§ Задание 1
Выпишите фамилии всех людей, упомянутых в тексте об учебе Серова в академии.
§ Задание 2
Продолжите текст об учебе Серова в академии, начав сразу после его последнего предложения.

Интересуют его в этот период научные дисциплины, и он упорно занимается. Наконец-то пришло сознание, что полуграмотным недоучкой настоящему художнику быть нельзя. Он изучает историю искусства, анатомию, перспективу, к тому же много читает, пытаясь подготовить себя к прохождению дальнейшего курса, который он сможет продолжать, когда сдаст вступительные экзамены и перейдет с положения вольнослушателя на положение академиста.
Чистяков не зря потворствует ученику. Серов работает невероятно много и напряженно, преодолевая то, что не дается ему, работает, как взрослый, сознательный человек. Он нет-нет да и показывает высший класс мастерства, оставляя далеко за собой всех сотоварищей. И тогда становится особенно понятной вся однобокость нелепой системы оценок порядковыми номерами.
В марте 1881 года сам Павел Петрович Чистяков садится на место натурщика и предлагает ученикам нарисовать его портрет угольным карандашом.
До нас дошли две работы, сделанные одновременно, обе они хранятся сейчас в Третьяковской галерее — это рисунки Савинского и Серова. Савинский старше и опытнее Серова, он превосходный рисовальщик, его портрет сделан очень тонко, но холодно. Чистяков у него рафинированный интеллигент типа Достоевского или Салтыкова-Щедрина. Гораздо ярче, живее рисунок Серова. Чистяков здесь, так же как и у Савинского, сидит почти в профиль. Превосходно вылеплена характерная, с большим черепом голова знаменитого учителя. Лицо резкое — это лицо умного, вдумчивого простолюдина, чудака и мудреца, каким и был Чистяков. Сходство, по мнению современников, Серову удалось предельно.
Портрет Павла Петровича — свидетельство того, какие большие успехи сделал Валентин Серов за первый же год учения в академии.

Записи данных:
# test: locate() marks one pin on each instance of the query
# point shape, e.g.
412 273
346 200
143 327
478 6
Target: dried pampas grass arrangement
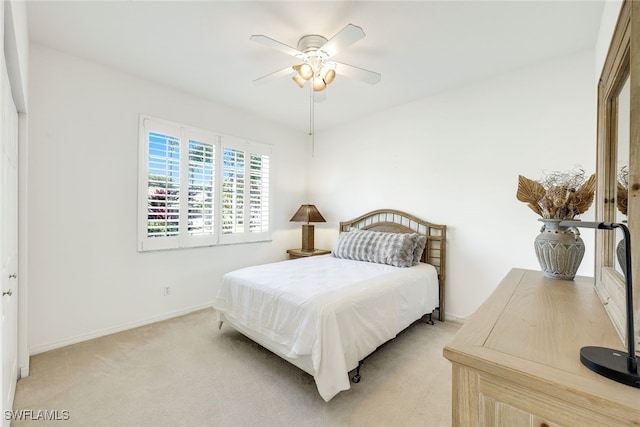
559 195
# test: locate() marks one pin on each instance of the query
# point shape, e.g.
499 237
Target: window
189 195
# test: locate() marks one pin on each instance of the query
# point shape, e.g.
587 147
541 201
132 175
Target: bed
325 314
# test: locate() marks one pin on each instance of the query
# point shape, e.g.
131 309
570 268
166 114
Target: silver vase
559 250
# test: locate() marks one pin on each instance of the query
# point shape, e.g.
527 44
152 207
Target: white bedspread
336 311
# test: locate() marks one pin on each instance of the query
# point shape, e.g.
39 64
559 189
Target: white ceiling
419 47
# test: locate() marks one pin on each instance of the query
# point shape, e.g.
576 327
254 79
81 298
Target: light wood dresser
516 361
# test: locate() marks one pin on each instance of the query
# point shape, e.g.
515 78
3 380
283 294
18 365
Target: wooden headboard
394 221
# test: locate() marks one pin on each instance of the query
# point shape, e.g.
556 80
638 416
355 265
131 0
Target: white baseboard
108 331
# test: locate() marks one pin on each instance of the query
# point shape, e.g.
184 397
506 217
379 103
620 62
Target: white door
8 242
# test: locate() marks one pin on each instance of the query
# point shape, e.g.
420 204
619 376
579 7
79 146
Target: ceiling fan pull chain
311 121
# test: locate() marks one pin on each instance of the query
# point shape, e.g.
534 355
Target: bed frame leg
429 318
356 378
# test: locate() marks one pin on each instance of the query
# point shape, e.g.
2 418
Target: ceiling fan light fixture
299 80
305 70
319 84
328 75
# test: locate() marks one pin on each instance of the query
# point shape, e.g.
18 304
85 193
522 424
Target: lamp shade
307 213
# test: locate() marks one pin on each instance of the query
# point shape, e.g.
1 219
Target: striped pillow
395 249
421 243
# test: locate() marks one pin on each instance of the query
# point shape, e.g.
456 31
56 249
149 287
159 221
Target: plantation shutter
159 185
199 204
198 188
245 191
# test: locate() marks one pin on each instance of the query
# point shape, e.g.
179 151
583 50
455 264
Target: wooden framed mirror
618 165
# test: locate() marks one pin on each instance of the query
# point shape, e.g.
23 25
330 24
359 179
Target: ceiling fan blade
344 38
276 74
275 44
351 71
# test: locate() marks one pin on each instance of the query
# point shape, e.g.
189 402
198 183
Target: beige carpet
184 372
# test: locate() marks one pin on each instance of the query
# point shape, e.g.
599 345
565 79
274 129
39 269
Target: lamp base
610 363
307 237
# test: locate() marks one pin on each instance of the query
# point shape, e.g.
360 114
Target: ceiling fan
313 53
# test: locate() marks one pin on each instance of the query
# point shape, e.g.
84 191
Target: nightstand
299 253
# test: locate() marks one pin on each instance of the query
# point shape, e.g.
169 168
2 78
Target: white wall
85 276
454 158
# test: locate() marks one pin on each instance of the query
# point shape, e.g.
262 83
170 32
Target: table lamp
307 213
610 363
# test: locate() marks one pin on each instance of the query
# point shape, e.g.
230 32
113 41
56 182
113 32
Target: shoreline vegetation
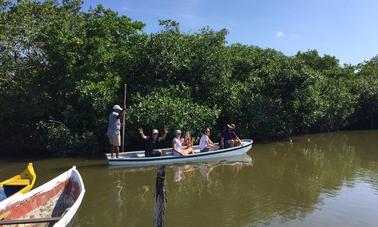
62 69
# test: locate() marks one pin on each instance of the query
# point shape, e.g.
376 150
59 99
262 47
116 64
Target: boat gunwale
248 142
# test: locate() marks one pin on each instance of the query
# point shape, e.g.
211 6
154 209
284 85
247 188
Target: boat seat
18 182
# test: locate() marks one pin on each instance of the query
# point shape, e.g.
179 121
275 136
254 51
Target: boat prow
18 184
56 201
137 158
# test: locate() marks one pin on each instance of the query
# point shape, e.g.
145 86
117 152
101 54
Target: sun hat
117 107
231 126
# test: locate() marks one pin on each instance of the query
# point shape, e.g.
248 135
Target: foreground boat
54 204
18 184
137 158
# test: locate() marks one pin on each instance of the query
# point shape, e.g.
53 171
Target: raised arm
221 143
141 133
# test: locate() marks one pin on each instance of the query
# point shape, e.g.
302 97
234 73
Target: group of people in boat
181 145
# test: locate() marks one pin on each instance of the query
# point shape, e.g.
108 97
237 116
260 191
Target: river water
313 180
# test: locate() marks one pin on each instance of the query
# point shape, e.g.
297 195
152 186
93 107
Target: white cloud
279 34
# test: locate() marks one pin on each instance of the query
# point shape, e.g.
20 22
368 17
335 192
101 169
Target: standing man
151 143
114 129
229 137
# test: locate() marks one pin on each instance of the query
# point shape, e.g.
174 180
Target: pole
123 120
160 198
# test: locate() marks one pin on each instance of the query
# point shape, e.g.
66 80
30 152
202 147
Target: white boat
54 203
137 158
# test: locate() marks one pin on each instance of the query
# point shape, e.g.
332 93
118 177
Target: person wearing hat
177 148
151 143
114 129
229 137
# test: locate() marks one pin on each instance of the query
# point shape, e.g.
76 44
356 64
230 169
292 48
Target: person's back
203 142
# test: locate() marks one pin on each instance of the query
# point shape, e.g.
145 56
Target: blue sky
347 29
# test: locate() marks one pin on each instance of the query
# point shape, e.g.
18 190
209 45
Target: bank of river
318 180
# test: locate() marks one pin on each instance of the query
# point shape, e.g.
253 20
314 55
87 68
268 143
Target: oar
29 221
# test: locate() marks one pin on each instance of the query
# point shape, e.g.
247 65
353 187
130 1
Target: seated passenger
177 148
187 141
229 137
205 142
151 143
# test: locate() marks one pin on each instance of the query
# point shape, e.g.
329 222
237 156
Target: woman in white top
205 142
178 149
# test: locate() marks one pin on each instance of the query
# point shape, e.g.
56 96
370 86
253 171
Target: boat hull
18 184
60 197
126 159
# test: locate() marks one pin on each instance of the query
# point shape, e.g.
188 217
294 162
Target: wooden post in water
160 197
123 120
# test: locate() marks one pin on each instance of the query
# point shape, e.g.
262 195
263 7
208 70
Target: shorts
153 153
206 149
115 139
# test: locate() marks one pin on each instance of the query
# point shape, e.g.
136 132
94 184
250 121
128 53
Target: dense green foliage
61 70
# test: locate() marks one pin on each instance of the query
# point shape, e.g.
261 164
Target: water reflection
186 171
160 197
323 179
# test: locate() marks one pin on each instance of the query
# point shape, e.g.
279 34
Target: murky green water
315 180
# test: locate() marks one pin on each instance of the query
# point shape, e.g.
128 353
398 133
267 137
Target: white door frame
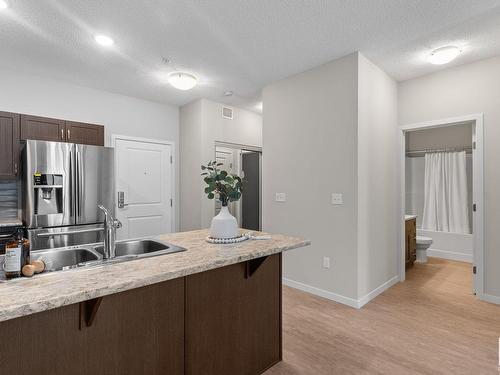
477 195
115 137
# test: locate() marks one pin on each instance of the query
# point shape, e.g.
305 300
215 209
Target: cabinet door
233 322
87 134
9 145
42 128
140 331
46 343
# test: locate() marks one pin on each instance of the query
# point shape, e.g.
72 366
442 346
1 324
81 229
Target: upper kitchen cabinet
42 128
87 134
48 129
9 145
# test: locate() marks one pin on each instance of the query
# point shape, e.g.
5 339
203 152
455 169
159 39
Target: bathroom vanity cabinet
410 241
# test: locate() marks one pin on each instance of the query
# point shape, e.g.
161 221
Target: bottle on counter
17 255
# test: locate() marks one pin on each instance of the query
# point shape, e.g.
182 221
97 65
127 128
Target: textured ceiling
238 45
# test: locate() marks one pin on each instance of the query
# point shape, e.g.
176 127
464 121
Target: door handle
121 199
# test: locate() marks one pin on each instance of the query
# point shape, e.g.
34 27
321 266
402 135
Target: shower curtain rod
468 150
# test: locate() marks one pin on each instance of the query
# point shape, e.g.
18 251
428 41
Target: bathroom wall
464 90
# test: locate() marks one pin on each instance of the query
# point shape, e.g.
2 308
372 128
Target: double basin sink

§ Ответ 1
Чистяков, Серов, Савинский, Достоевский, Салтыков-Щедрин

§ Ответ 2
Раззадоренный этой работой, шестнадцатилетний Серов рисует свой автопортрет. Перед нами серьезное мальчишечье лицо, сохранившее еще свою детскую припухлость, беспорядочно свисающие на большой круглый лоб волосы. Незадолго до отъезда матери из Петербурга Тоша делал карандашный набросок с нее. В его автопортрете чувствуется, как Серов похож на мать: те же крупные, несколько грубоватые черты лица, которые портят Валентину Семеновну, но вполне естественны у мужчины, большая, хорошей формы голова и несвойственное матери выражение добродушия.
Академические годы проходят насыщенные событиями и работой. Серов в 1882 году сдает полагающиеся экзамены по научным предметам и зачисляется в академисты. В эти же годы он особенно близко сходится с товарищами по курсу — Владимиром Дервизом и Михаилом Врубелем, который переходит в мастерскую Чистякова. Оба художника значительно старше Валентина, но очень внимательны к нему и очень его ценят. Втроем они нанимают для занятий живописью мастерскую и ставят там натуру. Но их увлечение не масло — акварель. Чистяков восторженно приветствует их замысел. Он никак не может забыть великого акварелиста Фортуни. О Фортуни он говорит постоянно и успевает заразить своим увлечением Врубеля. Это имя даже становится кличкой Врубеля, которому хочется преодолеть мастерство замечательного испанца. «Мы трое единственные понимающие серьезную акварель в академии», — пишет Врубель сестре, подразумевая Серова, Дервиза и себя.